Records drawn from a collection:
____________________
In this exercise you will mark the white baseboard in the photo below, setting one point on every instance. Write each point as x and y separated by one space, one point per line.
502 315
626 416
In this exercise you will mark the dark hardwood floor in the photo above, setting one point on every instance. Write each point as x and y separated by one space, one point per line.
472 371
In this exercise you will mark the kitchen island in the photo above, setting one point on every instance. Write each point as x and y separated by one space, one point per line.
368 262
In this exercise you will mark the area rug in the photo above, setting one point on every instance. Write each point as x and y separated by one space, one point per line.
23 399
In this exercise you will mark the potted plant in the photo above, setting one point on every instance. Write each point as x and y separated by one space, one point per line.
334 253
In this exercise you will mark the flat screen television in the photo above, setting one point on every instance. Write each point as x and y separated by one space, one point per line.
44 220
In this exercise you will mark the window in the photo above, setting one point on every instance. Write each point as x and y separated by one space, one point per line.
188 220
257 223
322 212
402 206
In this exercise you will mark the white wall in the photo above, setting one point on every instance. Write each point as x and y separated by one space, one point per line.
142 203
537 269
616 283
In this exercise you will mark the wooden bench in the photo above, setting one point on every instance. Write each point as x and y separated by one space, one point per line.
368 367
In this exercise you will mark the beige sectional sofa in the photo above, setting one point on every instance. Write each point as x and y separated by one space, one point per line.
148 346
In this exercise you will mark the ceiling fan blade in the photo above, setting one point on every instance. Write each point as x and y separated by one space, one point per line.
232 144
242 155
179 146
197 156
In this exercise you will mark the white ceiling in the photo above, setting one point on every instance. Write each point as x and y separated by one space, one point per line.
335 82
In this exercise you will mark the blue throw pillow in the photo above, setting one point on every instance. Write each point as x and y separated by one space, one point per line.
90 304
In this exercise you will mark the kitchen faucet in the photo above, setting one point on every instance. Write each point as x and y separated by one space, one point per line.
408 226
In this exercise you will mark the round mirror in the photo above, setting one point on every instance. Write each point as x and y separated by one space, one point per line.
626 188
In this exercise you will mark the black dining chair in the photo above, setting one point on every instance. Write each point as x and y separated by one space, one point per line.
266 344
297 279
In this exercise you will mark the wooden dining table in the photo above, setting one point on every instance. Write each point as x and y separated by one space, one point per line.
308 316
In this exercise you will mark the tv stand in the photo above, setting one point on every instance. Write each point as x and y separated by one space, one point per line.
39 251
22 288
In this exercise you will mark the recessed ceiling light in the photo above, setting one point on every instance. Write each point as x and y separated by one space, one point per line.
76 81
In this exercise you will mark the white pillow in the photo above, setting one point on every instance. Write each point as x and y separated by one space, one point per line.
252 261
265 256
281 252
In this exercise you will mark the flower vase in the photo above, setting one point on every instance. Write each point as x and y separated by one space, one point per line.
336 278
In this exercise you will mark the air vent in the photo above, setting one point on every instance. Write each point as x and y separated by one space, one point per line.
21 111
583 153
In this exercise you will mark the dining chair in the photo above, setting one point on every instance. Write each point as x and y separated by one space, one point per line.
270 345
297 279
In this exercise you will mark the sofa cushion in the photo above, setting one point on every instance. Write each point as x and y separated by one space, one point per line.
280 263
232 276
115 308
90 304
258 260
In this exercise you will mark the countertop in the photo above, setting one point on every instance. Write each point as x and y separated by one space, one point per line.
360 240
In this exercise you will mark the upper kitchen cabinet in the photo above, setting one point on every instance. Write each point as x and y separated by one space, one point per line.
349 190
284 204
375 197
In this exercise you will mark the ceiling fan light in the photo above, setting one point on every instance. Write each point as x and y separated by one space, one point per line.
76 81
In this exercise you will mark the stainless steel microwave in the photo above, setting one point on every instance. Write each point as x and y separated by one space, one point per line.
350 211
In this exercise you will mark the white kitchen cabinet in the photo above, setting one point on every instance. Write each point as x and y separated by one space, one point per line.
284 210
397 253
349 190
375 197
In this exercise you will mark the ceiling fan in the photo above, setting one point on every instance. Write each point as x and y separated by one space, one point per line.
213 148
____________________
» **What the task asks**
Please write out every line of the data above without changing a single character.

» **Answer below**
In this exercise you will mark the white baseboard in the photo below, setting one point on every instance. Write each point as x and y separated by one space, one point per line.
502 315
626 416
In this exercise you will mark the dark hardwood floor in the photo above, setting one point on every instance. Write each point as x and y separated by one space, one point per line.
472 371
In this exercise you will mark the kitchen island in the photo above, setting one point on every instance. Write each point as x and y separated by one space, one point per line.
368 262
In this exercise you will mark the area rug in the photo above, setting one point on every instance. Write each point as x and y separated by one space, one point per line.
23 399
In this exercise you will mark the potted plant in the photo above, setting one point on every instance. Write each point as x and y separated by one space, one point per line.
334 253
In this exercise you will mark the flat screen television in the photo above, setting one point on every instance. Write each point as x and y separated by one space, one point per line.
44 220
In this exercise you will mark the window in the photo above, setting one point on every instance. Write each point as x and y separated by one space, one point per line.
188 220
257 223
322 212
402 206
In this exercise you will mark the white wall in the photo above, setting one point on every instance. Write each point as x and y separated by one space, one point per line.
142 203
537 269
616 283
In this exercise you will mark the wooden bench in the photo above, setting one point on every instance. Write each point as x and y separated by one space, one point per line.
368 367
In this exercise you will mark the beige sectional sofa in the photo above, setting one point on every instance. Write each point as x and y separated by one space, one point per line.
148 346
In this exercise you will mark the ceiling fan blade in the photo above, setting one point on every instance. Write each point as x and y separated by one space, one point per line.
232 144
242 155
179 146
197 156
In this exercise you will mark the white ceiling in the photo above, setting one point on every instance. Write each point as x and y separated by one space, one point per line.
335 82
In this exercise you will mark the blue throw pillow in the photo above, setting one point on every instance. Write each point as x and y separated by one space, one point per line.
90 304
In this exercise you will mark the kitchen faucet in the photo above, setting one point on every instance. Write each point as x and y separated by one space, one point per line.
408 226
In this exercise you will mark the round mirror in the photo above, setting one point on every instance. Write each point as x and y separated by one space, one point per line.
626 188
In this exercise you will mark the black dining chair in the photo above, setting one point on every instance. Write each point as x and y separated by one space, one point per line.
266 344
297 279
In this exercise you will mark the wooden dining table in the photo above, setting one point on every instance. Write each point as x and y separated by one space, one point per line.
308 316
In this exercise you will mark the tv stand in the photo above, setting one point on every instance. Write each point as x and y separated by one space, one point per line.
39 251
22 288
In this exercise you will mark the recessed ceiling light in the photo above, setting one point on every instance. Write each point as x and y separated by one space, one point per line.
76 81
In this exercise you will mark the white pillow in the photo above, setting one point on every instance. Write each point as x and y separated by one space, one point per line.
252 261
265 256
281 252
In this exercise you will mark the flower vase in the photo above, setting one point on every instance. Write each point as x and y separated by one space, one point per line.
336 278
In this exercise you will mark the air vent in the photo above, setting one point on every instance. Write each point as x and y separated by one space, one point per line.
21 111
583 153
In this exercise you will mark the dining chair in the photo above, setting one point on every instance. Write each point as x and y separated by one space, one point per line.
270 345
297 279
In this exercise you will mark the sofa cushion in the photo above, setting one point on every instance. Write each point as x and y separated by one space, one point per line.
280 263
232 276
115 308
90 304
258 260
In this exercise you will mark the countertop in the photo above, setting one point on every instance. Write each point as x and y separated by one space, one point per line.
360 240
In this exercise you will mark the upper kitchen cabinet in the photo above, setting one point on every instance. Write each point as x and y separated by one space, one point per line.
349 190
284 204
375 197
In this exercise you will mark the ceiling fan light in the photo above, setting one point on every instance. Write each point as x and y separated by one space, one point per line.
76 81
In this exercise you will mark the stainless steel microwave in the photo above, setting one point on every instance. Write each point as x and y separated by one space, one point per line.
350 211
In this exercise you will mark the white kitchen cabinet in the photo above, setting one point on every instance. Write each point as x and y separated by one space, one point per line.
284 210
397 253
349 190
375 197
In this exercise you will mark the ceiling fan in the photo above, setting one point on every instance. Write each point as x and y separated by one space, one point per line.
213 148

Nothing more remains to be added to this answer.